_Work to be completed_
Copy the records below exactly as they are written.
===== Data for this exercise =====
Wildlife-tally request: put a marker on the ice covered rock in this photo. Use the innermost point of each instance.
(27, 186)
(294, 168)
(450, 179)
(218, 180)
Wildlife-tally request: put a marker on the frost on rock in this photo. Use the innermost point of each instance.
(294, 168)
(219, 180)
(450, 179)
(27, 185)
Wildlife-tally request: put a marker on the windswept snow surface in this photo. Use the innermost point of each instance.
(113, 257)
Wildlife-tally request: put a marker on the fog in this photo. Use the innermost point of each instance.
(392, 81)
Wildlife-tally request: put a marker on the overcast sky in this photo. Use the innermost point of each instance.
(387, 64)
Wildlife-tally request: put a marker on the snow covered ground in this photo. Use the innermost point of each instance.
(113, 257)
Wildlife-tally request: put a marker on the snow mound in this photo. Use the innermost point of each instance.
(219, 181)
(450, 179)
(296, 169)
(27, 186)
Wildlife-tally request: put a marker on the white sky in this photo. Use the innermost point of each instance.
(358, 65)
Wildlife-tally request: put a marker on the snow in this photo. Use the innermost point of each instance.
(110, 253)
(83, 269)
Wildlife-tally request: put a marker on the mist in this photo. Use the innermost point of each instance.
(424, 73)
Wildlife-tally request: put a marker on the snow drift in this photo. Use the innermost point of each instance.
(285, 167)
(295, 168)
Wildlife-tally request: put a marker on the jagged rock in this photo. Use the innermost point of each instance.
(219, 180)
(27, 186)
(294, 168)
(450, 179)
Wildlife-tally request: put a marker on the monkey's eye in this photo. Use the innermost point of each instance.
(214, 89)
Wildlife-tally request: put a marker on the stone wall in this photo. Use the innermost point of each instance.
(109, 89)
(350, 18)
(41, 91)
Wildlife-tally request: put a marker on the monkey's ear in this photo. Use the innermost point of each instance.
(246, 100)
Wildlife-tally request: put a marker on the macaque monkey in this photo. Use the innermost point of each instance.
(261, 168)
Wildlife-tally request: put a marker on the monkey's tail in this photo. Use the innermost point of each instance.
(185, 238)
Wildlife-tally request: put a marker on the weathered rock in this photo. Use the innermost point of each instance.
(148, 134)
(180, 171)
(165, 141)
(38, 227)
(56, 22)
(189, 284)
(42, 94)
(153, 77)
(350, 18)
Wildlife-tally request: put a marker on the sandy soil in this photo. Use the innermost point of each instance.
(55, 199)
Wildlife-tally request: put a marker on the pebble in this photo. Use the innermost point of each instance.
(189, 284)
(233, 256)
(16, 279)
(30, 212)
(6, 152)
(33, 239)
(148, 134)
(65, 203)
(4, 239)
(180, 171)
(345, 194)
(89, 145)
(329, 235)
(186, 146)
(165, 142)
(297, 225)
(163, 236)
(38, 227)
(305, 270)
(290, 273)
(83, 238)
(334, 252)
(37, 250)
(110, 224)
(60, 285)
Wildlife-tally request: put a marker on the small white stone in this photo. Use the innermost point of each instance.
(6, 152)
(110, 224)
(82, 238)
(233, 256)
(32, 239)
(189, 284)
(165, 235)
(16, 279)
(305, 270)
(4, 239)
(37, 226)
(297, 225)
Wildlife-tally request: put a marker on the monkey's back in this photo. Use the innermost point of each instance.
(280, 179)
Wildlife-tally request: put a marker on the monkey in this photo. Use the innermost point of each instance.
=====
_Exercise result_
Wildlife-tally request: put a marker on the ice covered rock in this photo. Use the innermost point of each instance.
(27, 186)
(294, 168)
(450, 179)
(218, 180)
Wildlife-tally request: put a marker on the frost on rock in this photo. Use the innermost point of each instance.
(294, 168)
(219, 180)
(450, 179)
(27, 185)
Wildlife-tally request: put a marker on the windswept snow surface in this photo. Use the innermost point of each instance.
(113, 257)
Wildlife-tally request: put a marker on the fog in this photo. Use the innermost point of each instance.
(392, 81)
Wildlife-tally request: put a marker on the overcast sky in this photo. Use the innermost point of each instance.
(387, 64)
Wildlife-tally request: put a marker on the snow covered ground in this photo. Use the innermost point of each instance.
(113, 257)
Wildlife-tally request: put a marker on the snow mound in this photo. Use the innermost point of each instance.
(219, 181)
(450, 179)
(296, 169)
(27, 186)
Wildlife-tally request: put a marker on the white sky in this photo. Use the innermost point of each instance.
(358, 65)
Wildlife-tally request: put a marker on the snow in this photo. Use the innermost point of each instance.
(110, 253)
(83, 269)
Wildlife-tally request: put a marker on the mist in this photo. Use the innermost point of each instance.
(424, 73)
Wildlife-tally request: put a marker on the snow drift in this photo. Use the innermost point of each instance.
(285, 167)
(295, 168)
Wildlife-tally request: put a marker on the jagged rock in this photo. Use the innermost point of each instance.
(219, 180)
(27, 186)
(294, 168)
(450, 179)
Wildlife-tally request: put a marker on the monkey's eye in this photo. Use the innermost point of each instance.
(214, 89)
Wildlife-tally request: put a marker on the stone wall in this photo. Use the innermost point of each instance.
(109, 89)
(350, 18)
(41, 91)
Wildlife-tally request: put a marker on the monkey's ear in this photo. Use the innermost point of each instance.
(246, 100)
Wildlife-tally request: put a marker on the macaque monkey in this photo. Use the innermost point of each instance.
(261, 168)
Wildlife-tally request: put a marker on the monkey's tail in this photo. Use the innermost point of each instance.
(185, 238)
Wildlife-tally request: put a marker on the weathered rock in this photo. Use the innermost point of each instance.
(148, 134)
(180, 171)
(165, 141)
(38, 227)
(56, 22)
(189, 284)
(42, 94)
(153, 77)
(350, 18)
Wildlife-tally request: put a marker on the sandy soil in this photo. Use the innermost point of each instance.
(55, 199)
Wildlife-tally request: put a marker on the pebble in this photo. Use the innermost point of each instance.
(189, 284)
(233, 256)
(16, 279)
(30, 212)
(6, 152)
(33, 239)
(148, 134)
(65, 203)
(4, 239)
(180, 171)
(345, 194)
(89, 145)
(329, 235)
(186, 146)
(165, 142)
(297, 225)
(163, 236)
(38, 227)
(305, 270)
(290, 273)
(83, 238)
(334, 252)
(37, 250)
(110, 224)
(60, 285)
Wildlife-tally request: put a marker on the small white stone in this photo. Use the innermost point of each instance.
(6, 152)
(110, 224)
(82, 238)
(233, 256)
(32, 239)
(189, 284)
(165, 235)
(16, 279)
(305, 270)
(4, 239)
(37, 226)
(297, 225)
Wildlife-tally request: put a marker on the monkey's back in this photo. Use the innermost point of each instance.
(280, 179)
Wildlife-tally request: put a marker on the monkey in this photo. Use the innermost point of each instance.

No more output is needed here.